- [Предложенный текст]:
>>>
В среде карельского крестьянства в XVII столетии появляется весьма своеобразная категория землевладельцев — обельные крестьяне. Так назывались люди, освобожденные от всех податей и повинностей за какие-либо особые заслуги пе-ред государем и его близкими. Р. Б. Мюллер полагала, что все обельные крестьяне проживали на территории Карелии1, но история России знает еще один прецедент подобной, трудно представимой по тем временам милости: родичам знаменитого костромича Ивана Сусанина также было высочайше даровано освобождение от государственного тягла.

В отличие от последнего, прочно отнесенного к числу национальных героев России, с чьим подвигом связан особый пласт русской культуры, отразившийся и в литературе, и в музыке, и в скульптуре, карельские обельные крестьяне известны мало и скорее по фольклорным источникам.

Опубликованная в 1858 г. — четырьмя годами ранее знаменитой статьи Н. И. Костомарова «Иван Сусанин», в одночасье сделавшей широко известным крестьянина дворцовой костромской вотчины Романовых, — обстоятельная статья о заонежских обельных крестьянах3 не вызвала подобного взрыва патриотического энтузиазма. Будучи существенно дополненной автором В. Вешняковым, через год она увидела свет в качестве «Материала для истории и статистики государственных крестьян разных наименований» в весьма активно читаемом просвещенными людьми тогдашней России Журнале Министерства государственных имуществ, однако и после этого оказалась востребована исключительно научной общественностью.

Между тем явление это в социальной истории Карелии, да и России в целом, совершенно исключительное. Известно всего несколько случаев, когда крестьянам была пожалована земля в вотчинное владение с предоставлением им тех же преимуществ, которыми традиционно пользовались только высшие сословия — духовенство и аристократия. Потомки людей, удостоенных столь высокой милости по воле царя Михаила Федоровича Романова, сохраняли свои чрезвычайные права и привилегии на протяжении столетий, получая подтвердительные грамоты от каждого следующего государя, вступавшего на Российский престол.

Источники, которыми мы располагаем, позволяют заглянуть в прошлое этой совершенно особой социальной прослойки в местном крестьянстве не только с точки зрения генеалогии и юридического положения, в целом хорошо изученных исследователями прошлых столетий, но также составить представление о самоощущении этих крестьян и их семей.

Прецедент, однако, был создан еще до воцарения Романовых. Наиболее ранняя обельная грамота была дана Борисом Годуновым в 1601 г. крестьянину Шуйского погоста «лопянину» Григорию Меркульеву на владение обжой земли в деревне Ялгубе Шуйского погоста. В документе не говорится, каковы были услуги, оказанные им царю. Согласно преданию, жившему среди ялгубских крестьян еще в прошлом столетии, их предки, владея какими-то древними тайными знаниями по врачеванию, «зализали раны на ноге Бориса».
<<<
- [Исходные данные]:
>>>
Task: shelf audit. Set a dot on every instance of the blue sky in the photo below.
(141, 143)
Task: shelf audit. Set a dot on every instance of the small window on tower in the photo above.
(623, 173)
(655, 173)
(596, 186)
<<<
- [Условия задания]: Ответьте, пожалуйста, по тексту об обельных крестьянах: кто выдал самую раннюю обельную грамоту и в каком году?

- [Ответ к заданию]: Борис Годунов, в 1601 г.